* Start Supplied information *
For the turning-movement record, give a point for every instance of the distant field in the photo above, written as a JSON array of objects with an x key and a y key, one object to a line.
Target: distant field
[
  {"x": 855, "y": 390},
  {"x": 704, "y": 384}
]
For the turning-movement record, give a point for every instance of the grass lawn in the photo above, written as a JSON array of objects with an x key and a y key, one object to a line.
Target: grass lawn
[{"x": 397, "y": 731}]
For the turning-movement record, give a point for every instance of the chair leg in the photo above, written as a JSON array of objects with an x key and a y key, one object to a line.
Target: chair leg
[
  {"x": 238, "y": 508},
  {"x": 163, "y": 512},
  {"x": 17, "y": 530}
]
* End Supplied information *
Directions for this task: In the data above, switch every "JSON array" to "JSON list" and leave everything else unchanged.

Result for this task:
For the turning-movement record, give a point for every instance of the distant field in the photo above, written as a JSON list of objects with an x key and a y key, one object to a line.
Target: distant field
[
  {"x": 855, "y": 390},
  {"x": 704, "y": 384}
]
For the turning-movement record, give a point for every instance of the grass lawn in the photo above, written as a JSON list of objects with an x key and a y key, one object to a line.
Target: grass lawn
[{"x": 397, "y": 731}]
For the turning-movement record, give a point for every instance of the chair leg in the photo above, written as a JSON list of objects with an x key and a y key, one object to a line.
Target: chair leg
[
  {"x": 238, "y": 508},
  {"x": 163, "y": 512},
  {"x": 17, "y": 530}
]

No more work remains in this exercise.